REQUEST:
Extract every line of the data below that contains the string "leaf", and copy each one in full.

LISTING:
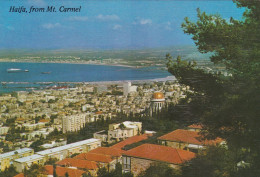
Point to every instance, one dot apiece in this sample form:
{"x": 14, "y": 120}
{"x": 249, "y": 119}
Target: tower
{"x": 157, "y": 102}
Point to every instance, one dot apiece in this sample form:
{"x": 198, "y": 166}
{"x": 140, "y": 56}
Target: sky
{"x": 104, "y": 24}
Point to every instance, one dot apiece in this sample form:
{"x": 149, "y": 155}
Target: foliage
{"x": 214, "y": 162}
{"x": 34, "y": 171}
{"x": 117, "y": 172}
{"x": 159, "y": 170}
{"x": 229, "y": 106}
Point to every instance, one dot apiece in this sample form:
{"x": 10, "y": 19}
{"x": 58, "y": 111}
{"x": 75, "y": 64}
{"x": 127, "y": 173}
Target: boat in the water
{"x": 16, "y": 70}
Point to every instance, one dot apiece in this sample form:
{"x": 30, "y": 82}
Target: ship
{"x": 16, "y": 70}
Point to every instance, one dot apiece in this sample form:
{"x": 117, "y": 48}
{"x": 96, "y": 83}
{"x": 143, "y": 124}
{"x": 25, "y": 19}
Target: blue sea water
{"x": 61, "y": 72}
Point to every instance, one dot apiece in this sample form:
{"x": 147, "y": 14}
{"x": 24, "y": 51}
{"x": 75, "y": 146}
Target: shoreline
{"x": 81, "y": 63}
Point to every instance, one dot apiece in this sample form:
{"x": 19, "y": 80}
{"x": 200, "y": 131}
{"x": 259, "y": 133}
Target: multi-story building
{"x": 60, "y": 153}
{"x": 123, "y": 130}
{"x": 26, "y": 162}
{"x": 140, "y": 158}
{"x": 73, "y": 123}
{"x": 188, "y": 140}
{"x": 7, "y": 158}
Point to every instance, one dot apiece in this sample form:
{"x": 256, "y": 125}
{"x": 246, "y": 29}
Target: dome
{"x": 158, "y": 95}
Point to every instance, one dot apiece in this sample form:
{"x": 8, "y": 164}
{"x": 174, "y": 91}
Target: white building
{"x": 26, "y": 162}
{"x": 73, "y": 123}
{"x": 157, "y": 102}
{"x": 3, "y": 130}
{"x": 128, "y": 88}
{"x": 123, "y": 130}
{"x": 60, "y": 153}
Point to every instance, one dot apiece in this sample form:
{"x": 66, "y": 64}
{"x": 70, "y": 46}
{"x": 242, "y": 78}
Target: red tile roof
{"x": 160, "y": 153}
{"x": 107, "y": 151}
{"x": 79, "y": 163}
{"x": 197, "y": 126}
{"x": 19, "y": 175}
{"x": 61, "y": 171}
{"x": 187, "y": 136}
{"x": 131, "y": 140}
{"x": 95, "y": 157}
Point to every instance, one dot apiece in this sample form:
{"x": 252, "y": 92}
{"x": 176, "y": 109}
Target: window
{"x": 127, "y": 164}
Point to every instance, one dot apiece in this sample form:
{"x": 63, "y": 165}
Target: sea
{"x": 46, "y": 75}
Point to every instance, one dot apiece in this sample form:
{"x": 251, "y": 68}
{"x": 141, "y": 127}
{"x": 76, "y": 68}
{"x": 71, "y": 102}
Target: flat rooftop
{"x": 19, "y": 151}
{"x": 68, "y": 146}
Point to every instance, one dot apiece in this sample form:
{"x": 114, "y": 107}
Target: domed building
{"x": 157, "y": 102}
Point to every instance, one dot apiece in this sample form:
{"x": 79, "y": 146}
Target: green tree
{"x": 230, "y": 105}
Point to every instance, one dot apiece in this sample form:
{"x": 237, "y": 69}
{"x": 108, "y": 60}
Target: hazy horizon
{"x": 104, "y": 24}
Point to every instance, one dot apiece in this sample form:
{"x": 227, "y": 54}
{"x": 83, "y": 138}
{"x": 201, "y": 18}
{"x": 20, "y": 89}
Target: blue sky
{"x": 104, "y": 24}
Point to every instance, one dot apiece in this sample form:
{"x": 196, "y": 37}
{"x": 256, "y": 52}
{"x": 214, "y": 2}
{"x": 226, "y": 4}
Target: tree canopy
{"x": 230, "y": 104}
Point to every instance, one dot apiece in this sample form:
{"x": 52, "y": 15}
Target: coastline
{"x": 65, "y": 62}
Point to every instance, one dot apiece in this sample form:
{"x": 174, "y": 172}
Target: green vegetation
{"x": 9, "y": 172}
{"x": 117, "y": 172}
{"x": 159, "y": 170}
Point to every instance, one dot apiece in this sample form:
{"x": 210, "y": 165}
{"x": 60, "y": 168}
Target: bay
{"x": 63, "y": 72}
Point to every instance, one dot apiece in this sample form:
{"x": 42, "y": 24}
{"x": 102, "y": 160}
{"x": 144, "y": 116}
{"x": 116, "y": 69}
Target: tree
{"x": 9, "y": 172}
{"x": 230, "y": 104}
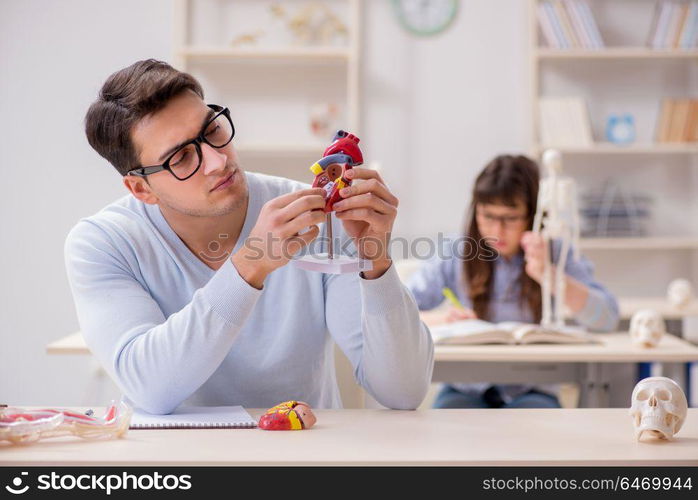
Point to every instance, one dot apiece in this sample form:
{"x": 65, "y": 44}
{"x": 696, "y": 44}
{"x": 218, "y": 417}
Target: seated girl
{"x": 498, "y": 278}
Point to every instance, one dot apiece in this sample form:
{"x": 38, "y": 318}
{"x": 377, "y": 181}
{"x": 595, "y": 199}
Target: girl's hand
{"x": 535, "y": 254}
{"x": 459, "y": 314}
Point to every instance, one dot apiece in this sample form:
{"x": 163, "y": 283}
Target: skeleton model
{"x": 314, "y": 23}
{"x": 647, "y": 328}
{"x": 680, "y": 293}
{"x": 556, "y": 217}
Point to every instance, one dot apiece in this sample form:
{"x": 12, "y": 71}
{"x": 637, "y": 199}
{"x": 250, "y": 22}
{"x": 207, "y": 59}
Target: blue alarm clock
{"x": 620, "y": 128}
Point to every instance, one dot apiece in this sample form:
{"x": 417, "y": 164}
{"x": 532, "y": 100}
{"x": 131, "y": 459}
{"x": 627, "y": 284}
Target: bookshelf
{"x": 272, "y": 119}
{"x": 629, "y": 74}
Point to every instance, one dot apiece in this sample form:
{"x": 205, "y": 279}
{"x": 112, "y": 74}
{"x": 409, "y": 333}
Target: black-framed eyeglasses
{"x": 186, "y": 160}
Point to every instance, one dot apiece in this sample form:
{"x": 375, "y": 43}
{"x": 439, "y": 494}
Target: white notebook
{"x": 195, "y": 417}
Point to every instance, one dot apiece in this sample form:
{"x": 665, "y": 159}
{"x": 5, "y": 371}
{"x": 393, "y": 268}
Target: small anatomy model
{"x": 288, "y": 416}
{"x": 556, "y": 217}
{"x": 658, "y": 408}
{"x": 25, "y": 426}
{"x": 330, "y": 174}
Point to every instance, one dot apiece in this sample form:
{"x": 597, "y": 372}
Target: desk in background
{"x": 513, "y": 437}
{"x": 535, "y": 363}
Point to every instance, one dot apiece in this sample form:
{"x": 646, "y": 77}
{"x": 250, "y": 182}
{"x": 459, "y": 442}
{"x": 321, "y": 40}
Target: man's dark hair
{"x": 126, "y": 97}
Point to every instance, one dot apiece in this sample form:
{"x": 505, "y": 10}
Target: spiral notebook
{"x": 195, "y": 417}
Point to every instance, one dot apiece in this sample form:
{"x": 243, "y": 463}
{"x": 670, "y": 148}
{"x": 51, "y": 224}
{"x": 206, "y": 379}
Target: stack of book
{"x": 678, "y": 121}
{"x": 568, "y": 24}
{"x": 674, "y": 25}
{"x": 564, "y": 122}
{"x": 612, "y": 211}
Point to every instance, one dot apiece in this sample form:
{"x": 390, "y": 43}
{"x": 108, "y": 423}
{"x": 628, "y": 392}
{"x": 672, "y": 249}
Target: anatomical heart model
{"x": 288, "y": 416}
{"x": 330, "y": 174}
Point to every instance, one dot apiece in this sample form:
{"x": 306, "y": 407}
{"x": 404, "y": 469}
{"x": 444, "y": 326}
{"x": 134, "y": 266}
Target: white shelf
{"x": 616, "y": 53}
{"x": 641, "y": 243}
{"x": 629, "y": 305}
{"x": 630, "y": 149}
{"x": 281, "y": 149}
{"x": 326, "y": 54}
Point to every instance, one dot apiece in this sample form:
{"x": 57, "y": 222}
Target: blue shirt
{"x": 169, "y": 329}
{"x": 600, "y": 312}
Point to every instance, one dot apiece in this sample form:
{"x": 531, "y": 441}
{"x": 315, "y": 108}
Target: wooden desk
{"x": 553, "y": 363}
{"x": 536, "y": 363}
{"x": 386, "y": 437}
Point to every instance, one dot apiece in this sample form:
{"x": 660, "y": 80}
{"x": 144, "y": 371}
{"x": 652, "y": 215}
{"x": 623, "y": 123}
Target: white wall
{"x": 54, "y": 56}
{"x": 434, "y": 112}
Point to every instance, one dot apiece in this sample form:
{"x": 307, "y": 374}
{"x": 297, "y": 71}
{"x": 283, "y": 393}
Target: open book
{"x": 476, "y": 331}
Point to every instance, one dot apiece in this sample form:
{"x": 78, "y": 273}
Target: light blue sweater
{"x": 168, "y": 328}
{"x": 600, "y": 312}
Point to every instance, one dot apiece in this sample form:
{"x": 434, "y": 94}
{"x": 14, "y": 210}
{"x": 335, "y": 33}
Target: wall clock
{"x": 426, "y": 17}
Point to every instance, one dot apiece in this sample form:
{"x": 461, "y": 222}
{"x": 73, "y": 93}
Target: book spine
{"x": 691, "y": 132}
{"x": 691, "y": 34}
{"x": 681, "y": 24}
{"x": 547, "y": 28}
{"x": 662, "y": 25}
{"x": 662, "y": 130}
{"x": 566, "y": 24}
{"x": 653, "y": 25}
{"x": 672, "y": 26}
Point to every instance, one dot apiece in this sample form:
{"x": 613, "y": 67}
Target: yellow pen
{"x": 448, "y": 293}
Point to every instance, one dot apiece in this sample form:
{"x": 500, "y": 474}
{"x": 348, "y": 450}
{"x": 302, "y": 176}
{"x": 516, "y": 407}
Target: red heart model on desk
{"x": 288, "y": 416}
{"x": 343, "y": 154}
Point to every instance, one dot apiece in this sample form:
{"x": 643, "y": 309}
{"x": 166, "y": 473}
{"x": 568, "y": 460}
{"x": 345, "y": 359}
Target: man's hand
{"x": 368, "y": 212}
{"x": 275, "y": 237}
{"x": 535, "y": 254}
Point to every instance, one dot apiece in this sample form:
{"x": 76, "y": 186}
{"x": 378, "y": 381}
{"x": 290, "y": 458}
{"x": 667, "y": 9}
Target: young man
{"x": 182, "y": 287}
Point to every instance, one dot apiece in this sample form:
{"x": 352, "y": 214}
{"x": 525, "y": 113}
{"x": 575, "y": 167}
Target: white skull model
{"x": 647, "y": 327}
{"x": 658, "y": 407}
{"x": 679, "y": 293}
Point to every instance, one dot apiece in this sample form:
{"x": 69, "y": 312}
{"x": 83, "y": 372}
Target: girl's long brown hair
{"x": 506, "y": 180}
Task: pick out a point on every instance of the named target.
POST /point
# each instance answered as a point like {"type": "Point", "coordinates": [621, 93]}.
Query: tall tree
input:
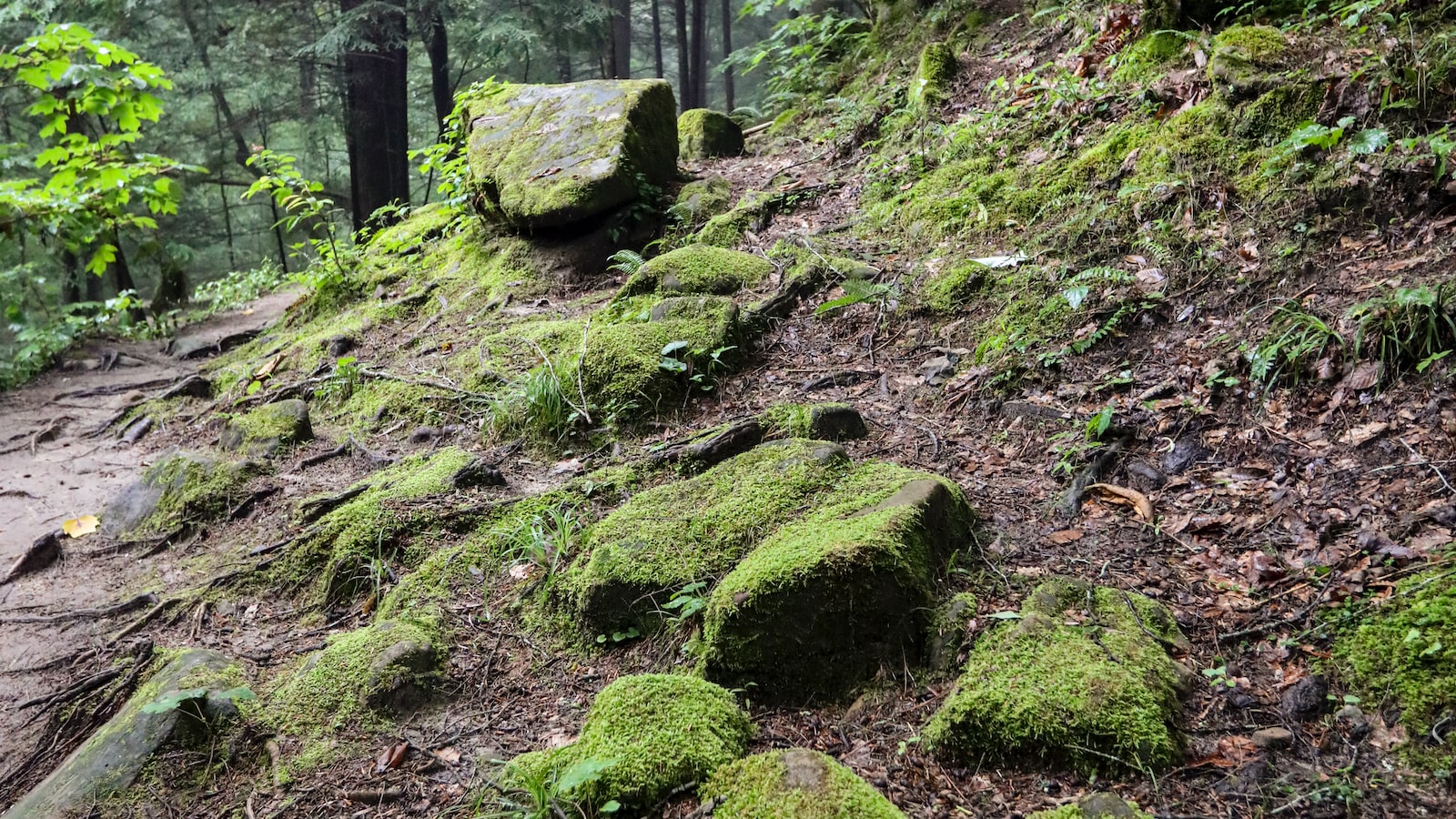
{"type": "Point", "coordinates": [376, 104]}
{"type": "Point", "coordinates": [621, 26]}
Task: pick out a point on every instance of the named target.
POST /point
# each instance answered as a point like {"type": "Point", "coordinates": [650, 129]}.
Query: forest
{"type": "Point", "coordinates": [128, 167]}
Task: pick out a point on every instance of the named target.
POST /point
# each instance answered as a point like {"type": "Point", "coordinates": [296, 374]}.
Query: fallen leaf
{"type": "Point", "coordinates": [80, 526]}
{"type": "Point", "coordinates": [1126, 497]}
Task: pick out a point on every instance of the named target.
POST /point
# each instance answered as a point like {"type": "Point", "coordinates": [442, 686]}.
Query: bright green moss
{"type": "Point", "coordinates": [354, 675]}
{"type": "Point", "coordinates": [652, 733]}
{"type": "Point", "coordinates": [1094, 693]}
{"type": "Point", "coordinates": [953, 288]}
{"type": "Point", "coordinates": [699, 270]}
{"type": "Point", "coordinates": [693, 530]}
{"type": "Point", "coordinates": [703, 200]}
{"type": "Point", "coordinates": [794, 784]}
{"type": "Point", "coordinates": [822, 602]}
{"type": "Point", "coordinates": [1404, 654]}
{"type": "Point", "coordinates": [936, 69]}
{"type": "Point", "coordinates": [705, 135]}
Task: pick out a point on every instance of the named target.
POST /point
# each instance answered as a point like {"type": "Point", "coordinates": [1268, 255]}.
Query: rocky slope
{"type": "Point", "coordinates": [1050, 411]}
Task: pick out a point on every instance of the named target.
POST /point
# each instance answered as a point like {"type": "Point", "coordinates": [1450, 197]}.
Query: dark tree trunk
{"type": "Point", "coordinates": [727, 12]}
{"type": "Point", "coordinates": [437, 47]}
{"type": "Point", "coordinates": [378, 108]}
{"type": "Point", "coordinates": [657, 36]}
{"type": "Point", "coordinates": [684, 75]}
{"type": "Point", "coordinates": [621, 40]}
{"type": "Point", "coordinates": [699, 53]}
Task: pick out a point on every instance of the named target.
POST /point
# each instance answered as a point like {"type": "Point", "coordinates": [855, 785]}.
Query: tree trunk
{"type": "Point", "coordinates": [621, 40]}
{"type": "Point", "coordinates": [699, 53]}
{"type": "Point", "coordinates": [657, 36]}
{"type": "Point", "coordinates": [684, 75]}
{"type": "Point", "coordinates": [437, 48]}
{"type": "Point", "coordinates": [727, 14]}
{"type": "Point", "coordinates": [378, 108]}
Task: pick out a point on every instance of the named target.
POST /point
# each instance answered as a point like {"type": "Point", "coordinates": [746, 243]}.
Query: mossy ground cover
{"type": "Point", "coordinates": [1082, 676]}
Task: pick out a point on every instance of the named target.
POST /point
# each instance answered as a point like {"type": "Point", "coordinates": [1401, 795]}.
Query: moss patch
{"type": "Point", "coordinates": [795, 784]}
{"type": "Point", "coordinates": [699, 270]}
{"type": "Point", "coordinates": [652, 733]}
{"type": "Point", "coordinates": [672, 535]}
{"type": "Point", "coordinates": [1404, 653]}
{"type": "Point", "coordinates": [361, 673]}
{"type": "Point", "coordinates": [819, 605]}
{"type": "Point", "coordinates": [1091, 693]}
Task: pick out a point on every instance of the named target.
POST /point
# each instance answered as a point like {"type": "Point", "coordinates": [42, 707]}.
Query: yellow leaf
{"type": "Point", "coordinates": [80, 526]}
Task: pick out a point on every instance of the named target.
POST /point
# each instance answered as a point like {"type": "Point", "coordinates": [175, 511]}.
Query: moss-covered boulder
{"type": "Point", "coordinates": [550, 157]}
{"type": "Point", "coordinates": [703, 200]}
{"type": "Point", "coordinates": [1096, 806]}
{"type": "Point", "coordinates": [647, 736]}
{"type": "Point", "coordinates": [1404, 654]}
{"type": "Point", "coordinates": [936, 69]}
{"type": "Point", "coordinates": [820, 421]}
{"type": "Point", "coordinates": [824, 601]}
{"type": "Point", "coordinates": [1084, 676]}
{"type": "Point", "coordinates": [120, 751]}
{"type": "Point", "coordinates": [268, 429]}
{"type": "Point", "coordinates": [177, 491]}
{"type": "Point", "coordinates": [794, 784]}
{"type": "Point", "coordinates": [1245, 62]}
{"type": "Point", "coordinates": [696, 530]}
{"type": "Point", "coordinates": [382, 669]}
{"type": "Point", "coordinates": [701, 270]}
{"type": "Point", "coordinates": [706, 135]}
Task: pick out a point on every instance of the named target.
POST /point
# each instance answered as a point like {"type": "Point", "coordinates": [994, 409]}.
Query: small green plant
{"type": "Point", "coordinates": [1410, 329]}
{"type": "Point", "coordinates": [545, 794]}
{"type": "Point", "coordinates": [1296, 341]}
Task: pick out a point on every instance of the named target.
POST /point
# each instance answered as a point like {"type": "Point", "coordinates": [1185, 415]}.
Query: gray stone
{"type": "Point", "coordinates": [268, 429]}
{"type": "Point", "coordinates": [116, 753]}
{"type": "Point", "coordinates": [551, 157]}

COMPLETED TASK:
Query: fallen leaf
Query: yellow leaf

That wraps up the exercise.